Passage:
○ ○ ○ ○

Monday, June 2, 2008

8th Continent Soy Milk!! (warning: this entry is loooong)

I wish I could somehow describe to you all that I feel within right now.
I mean, I know I'm a volatile person (haha, i hope that's the word I mean??) but man. I have had so many different emotions running through me today on my first full day living in Immokalee.

Here's what I honestly feel:
I feel scared, uncomfortable, like saying AAAAAAHHHHHHHHHHHH and then making all my strange noises I make when I don't know what else to do, I feel angry, I feel compelled to create change, I feel hopeful because of God's justice and love, I feel fearful at the same time that I won't ever see real transformation, I feel ignorant, I feel glad that I am not in a 9-5 job that I hate, I feel grateful and privileged to be here, I feel scared that I am going to miss something I need to learn or see, I feel entitled, I feel sad because I miss Tampa and my friends, I miss Miami and my mom, I miss my friends in DC, I miss my cousin in Oregon (ok, so, I just miss people).

When I was driving down here yesterday and then got off the exit from I-75, I almost wanted to get back on and keep driving south to go home to Miami. I kept asking myself what I was doing, and then I laughed at myself. I wasn't just getting off an exit to get gas. No, I was getting off an unfamiliar exit to come live somewhere, in a place like I have never been before.

In spite of all my fears, I am glad I listened to God and I am glad I came.

I don't understand how I can really live life if all I do is stay safe. One thought that has been constantly running through my mind is that when a person really decides to follow Jesus in a radical way, you are no longer playing it safe. There should always be that tension. Anywhere that Jesus could call me would never be safe or all cupcakes and meadows. I have felt a lot of tension in life the past several years because of my decision to follow Jesus. This is not an easy call. But more than anything, I have felt His love, His faithfulness, His grace and there is a great joy in following Jesus. I cannot even begin to describe it. There is a great joy in living radically for God. There is a love you find like none other in the whole freakin universe.

○ ○ ○ ○

[Location identification entries]
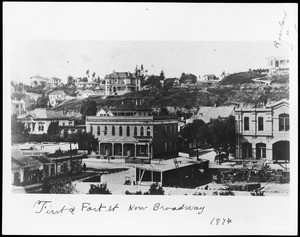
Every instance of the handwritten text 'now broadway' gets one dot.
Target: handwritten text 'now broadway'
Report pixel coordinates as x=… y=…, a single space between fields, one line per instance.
x=47 y=207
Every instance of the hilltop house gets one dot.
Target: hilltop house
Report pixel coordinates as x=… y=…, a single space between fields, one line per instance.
x=263 y=133
x=276 y=64
x=56 y=97
x=38 y=120
x=133 y=133
x=104 y=112
x=119 y=83
x=207 y=113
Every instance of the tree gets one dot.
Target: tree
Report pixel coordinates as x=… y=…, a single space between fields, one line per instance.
x=188 y=78
x=19 y=133
x=153 y=82
x=42 y=102
x=162 y=75
x=86 y=141
x=168 y=83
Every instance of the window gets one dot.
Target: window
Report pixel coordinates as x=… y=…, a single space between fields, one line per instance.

○ ○ ○ ○

What you will do: Copy the blog entry from "I don't understand" to "whole freakin universe.", substituting "sunshine" for "meadows".

Answer to this exercise:
I don't understand how I can really live life if all I do is stay safe. One thought that has been constantly running through my mind is that when a person really decides to follow Jesus in a radical way, you are no longer playing it safe. There should always be that tension. Anywhere that Jesus could call me would never be safe or all cupcakes and sunshine. I have felt a lot of tension in life the past several years because of my decision to follow Jesus. This is not an easy call. But more than anything, I have felt His love, His faithfulness, His grace and there is a great joy in following Jesus. I cannot even begin to describe it. There is a great joy in living radically for God. There is a love you find like none other in the whole freakin universe.